READING TEXT
Results for case 1: convex \(V_0^c\) with separable fluctuations, for \(\theta = 5, \, \delta = 1, \, \epsilon = 0.1\). a \(R(m^\epsilon ;\theta ,\beta )\) for various values of \(\beta \), with the potential \(V^\epsilon (x)\) (full line) compared with \(V_0^c(x) \) (dashed line) in the inside panel. b Bifurcation diagram of m as a function of \(\beta \). Full lines correspond to stable solutions, while dashed lines represent unstable ones

Table 2 Free energy of a steady state in each branch of Figs. 6, 7, 8 and 9 for fixed values of \(\beta \)

Next, we consider the second case in Table 1: a convex large-scale potential \(V_0^c(x)\) with nonseparable fluctuations. Similarly, we present in Fig. 7 the solution to the self-consistency equation \(R(m^\epsilon ;\theta ,\beta )=m^\epsilon \), the two-scale potential and the bifurcation diagram. We note that, as we mentioned before, we restrict the nonseparable fluctuations to a finite interval. In our computations, we use \(a=5\), in the characteristic function in Table 1.

Fig. 7

Results for case 2: convex \(V_0\) with nonseparable fluctuations, for \(\theta = 5, \, \delta = 1, \, \epsilon = 0.1\). a \(R(m;\theta ,\beta )\) for various values of \(\beta \), with the potential \(V^\epsilon (x)\) (full line) compared with \(V_0^c(x) \) (dashed line) in the inside panel. b Bifurcation diagram of m as a function of \(\beta \). Full lines correspond to stable solutions, while dashed lines represent unstable ones. c Values of the free energy of the steady state in each branch of (b) for \(\beta = 45\). d Free energy of each branch of the bifurcation diagram

We observe in Fig. 7b that no pitchfork bifurcations appear; all new branches that appear do not emerge continuously from the mean-zero solution. This is due to the flatness observed in the potential around \(m=0\) (see Fig. 7a). Furthermore, the mean-zero solution remains the global minimizer of the free energy for all values of \(\beta \). This is tabulated in Table 7c, where they are listed in the same way as in Table 2, i.e., in decreasing order of nonnegative m. The free energies of the different branches are presented in Fig. 7d. These new branches correspond to metastable states.

COMPLETE THE FOLLOWING
1 - Quote the passage on bifurcation results word for word, starting with "We observe in" and going on through "to metastable states.".
2 - Extend the passage on bifurcation results with a few sentences that pick up right after its last sentence.
The records after this point are separate material and have no connection to the passage on bifurcation results.

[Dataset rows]
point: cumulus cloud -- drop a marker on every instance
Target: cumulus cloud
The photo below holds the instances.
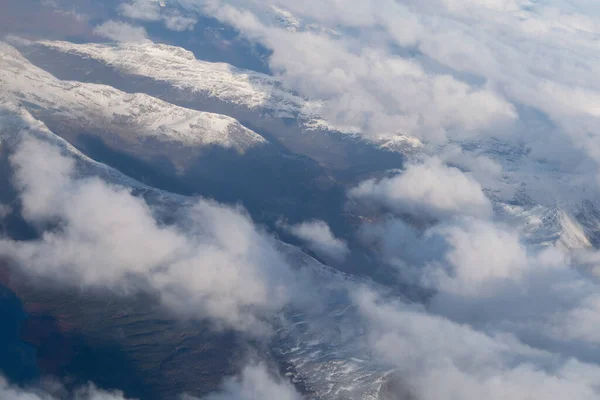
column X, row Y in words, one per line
column 121, row 32
column 254, row 383
column 441, row 359
column 438, row 69
column 318, row 237
column 429, row 190
column 213, row 264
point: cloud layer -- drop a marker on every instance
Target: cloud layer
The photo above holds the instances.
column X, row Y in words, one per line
column 427, row 191
column 215, row 265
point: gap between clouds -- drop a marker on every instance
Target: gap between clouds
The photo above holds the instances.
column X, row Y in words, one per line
column 216, row 265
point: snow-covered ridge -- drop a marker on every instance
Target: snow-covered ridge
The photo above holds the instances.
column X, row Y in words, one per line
column 179, row 68
column 127, row 114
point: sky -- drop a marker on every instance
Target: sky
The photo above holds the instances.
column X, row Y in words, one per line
column 507, row 317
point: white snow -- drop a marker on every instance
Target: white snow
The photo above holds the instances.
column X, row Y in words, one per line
column 139, row 115
column 179, row 68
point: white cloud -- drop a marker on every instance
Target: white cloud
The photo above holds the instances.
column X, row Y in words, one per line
column 121, row 31
column 215, row 264
column 254, row 383
column 153, row 10
column 440, row 359
column 318, row 237
column 428, row 190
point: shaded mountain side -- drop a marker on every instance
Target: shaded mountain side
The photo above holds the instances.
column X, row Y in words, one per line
column 347, row 155
column 124, row 343
column 18, row 358
column 269, row 184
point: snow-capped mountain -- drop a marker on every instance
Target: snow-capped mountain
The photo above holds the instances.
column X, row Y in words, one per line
column 221, row 81
column 99, row 106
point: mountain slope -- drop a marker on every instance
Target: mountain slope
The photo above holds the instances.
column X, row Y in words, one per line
column 91, row 105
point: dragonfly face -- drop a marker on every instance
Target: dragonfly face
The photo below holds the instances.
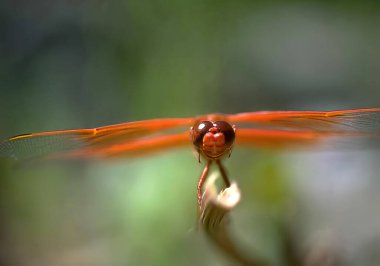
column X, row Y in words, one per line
column 213, row 139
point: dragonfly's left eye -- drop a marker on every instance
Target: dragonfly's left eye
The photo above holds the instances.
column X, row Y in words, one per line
column 227, row 130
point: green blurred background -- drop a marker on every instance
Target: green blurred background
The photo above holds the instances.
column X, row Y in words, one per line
column 78, row 64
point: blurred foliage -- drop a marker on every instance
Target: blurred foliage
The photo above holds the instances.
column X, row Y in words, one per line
column 77, row 64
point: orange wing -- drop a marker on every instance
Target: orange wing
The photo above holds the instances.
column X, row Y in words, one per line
column 360, row 120
column 140, row 136
column 283, row 128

TASK-BY-TASK ANSWERS
1 -
We observe in Fig. 7b that no pitchfork bifurcations appear; all new branches that appear do not emerge continuously from the mean-zero solution. This is due to the flatness observed in the potential around \(m=0\) (see Fig. 7a). Furthermore, the mean-zero solution remains the global minimizer of the free energy for all values of \(\beta \). This is tabulated in Table 7c, where they are listed in the same way as in Table 2, i.e., in decreasing order of nonnegative m. The free energies of the different branches are presented in Fig. 7d. These new branches correspond to metastable states.

2 -
We have checked the stability of each branch by computing the free energy (1.5) of a steady state from that branch at a particular value of \(\beta \), chosen so that all the branches plotted were present. We summarize the results in Table 2. Since we only consider symmetric potentials, it is sufficient to calculate the free energy for the branches with, say, nonnegative values of m. In each column of Table 2, the values of the free energy are presented from the branch with largest value of m to the lowest; the last value presented in each column corresponds to the branch with \(m=0\). We summarize the results in Table 2.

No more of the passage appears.